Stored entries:
══════════════════════════════

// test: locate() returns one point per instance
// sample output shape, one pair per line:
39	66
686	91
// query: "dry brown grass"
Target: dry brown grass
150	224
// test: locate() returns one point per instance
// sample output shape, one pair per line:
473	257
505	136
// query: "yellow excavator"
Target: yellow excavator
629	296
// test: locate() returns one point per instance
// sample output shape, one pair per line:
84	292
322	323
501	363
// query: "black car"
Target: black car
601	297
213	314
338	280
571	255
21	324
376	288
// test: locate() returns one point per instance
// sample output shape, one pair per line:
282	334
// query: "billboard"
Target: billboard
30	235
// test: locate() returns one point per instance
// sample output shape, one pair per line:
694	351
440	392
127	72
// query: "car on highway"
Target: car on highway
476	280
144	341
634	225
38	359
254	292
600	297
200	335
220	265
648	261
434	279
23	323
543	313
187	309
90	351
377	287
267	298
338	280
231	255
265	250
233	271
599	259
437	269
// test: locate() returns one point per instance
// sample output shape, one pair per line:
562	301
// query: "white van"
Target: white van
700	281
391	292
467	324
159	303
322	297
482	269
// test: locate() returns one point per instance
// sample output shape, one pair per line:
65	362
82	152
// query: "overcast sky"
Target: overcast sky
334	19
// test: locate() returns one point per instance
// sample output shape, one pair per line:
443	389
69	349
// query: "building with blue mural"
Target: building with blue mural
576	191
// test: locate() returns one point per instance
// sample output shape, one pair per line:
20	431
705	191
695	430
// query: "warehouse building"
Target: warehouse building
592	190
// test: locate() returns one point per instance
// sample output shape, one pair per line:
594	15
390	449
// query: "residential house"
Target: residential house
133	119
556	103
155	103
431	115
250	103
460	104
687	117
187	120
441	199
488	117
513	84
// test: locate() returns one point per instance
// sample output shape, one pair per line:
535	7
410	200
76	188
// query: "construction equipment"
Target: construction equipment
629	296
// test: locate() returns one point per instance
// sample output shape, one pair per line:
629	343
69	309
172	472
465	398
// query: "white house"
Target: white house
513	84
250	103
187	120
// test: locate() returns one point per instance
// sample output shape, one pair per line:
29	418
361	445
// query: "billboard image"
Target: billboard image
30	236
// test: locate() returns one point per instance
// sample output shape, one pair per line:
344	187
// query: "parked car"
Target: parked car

══════════════════════════════

■ **Your instructions**
When you output the entries, keep every line exactly as it appears above.

■ **Task solution**
// test: locate() returns one point per instance
// sample output shape, one pair per line:
39	66
686	91
// query: "dry brown grass"
Target: dry brown grass
150	224
// test: locate() returns one point per instance
// sample output shape, one pair per line:
473	257
505	136
// query: "yellow excavator"
Target: yellow excavator
629	296
// test: locate() returns one point per instance
// sample output shape, one pair per line:
84	292
322	323
501	363
// query: "black car"
Target: black car
601	297
213	314
338	280
571	255
21	324
376	288
// test: locate() returns one point per instance
// sample output shape, one pair per line:
282	334
// query: "billboard"
Target: billboard
30	235
// test: locate() returns one point per instance
// sample output shape, one pair per line:
694	351
440	392
127	72
// query: "car on highway"
Target: car on highway
476	280
144	341
634	225
38	359
254	292
600	297
200	335
220	265
648	261
434	279
23	323
543	313
187	309
90	351
377	287
267	298
338	280
231	255
265	250
233	271
599	259
437	269
// test: locate() returns one point per instance
// sample output shape, one pair per line:
562	301
// query: "white van"
Target: white van
700	281
391	292
467	324
159	303
322	297
482	269
// test: locate() returns one point per instance
// sample output shape, one pair per line:
65	362
82	152
// query: "overcast sky"
Target: overcast sky
334	19
// test: locate() returns one point per instance
// sample output shape, one pair per line:
443	389
69	349
// query: "building with blue mural"
Target: building with blue mural
576	191
// test: locate() returns one point per instance
// sample output shape, one pair per line:
20	431
705	191
695	430
// query: "warehouse building"
Target: warehouse building
592	190
// test: locate() returns one point per instance
// sample output shape, one pair per line:
594	15
390	449
// query: "residential house"
Target: residential house
133	119
556	103
155	103
431	115
250	103
460	104
687	117
187	120
441	199
488	117
513	84
// test: locate() returns one point per instance
// sample output shape, one pair per line:
535	7
410	200
76	188
// query: "construction equipment"
Target: construction equipment
629	296
// test: locate() returns one point per instance
// sample output shape, one pair per line:
629	343
69	309
172	472
465	398
// query: "white house"
Target: white house
513	84
250	103
187	120
// test: locate() returns one point per instance
// sample output shape, one pair per line:
29	418
361	445
// query: "billboard image"
Target: billboard image
30	236
// test: locate() returns one point per instance
// sample output shape, one pair per line:
344	187
// query: "parked car"
Target: parked car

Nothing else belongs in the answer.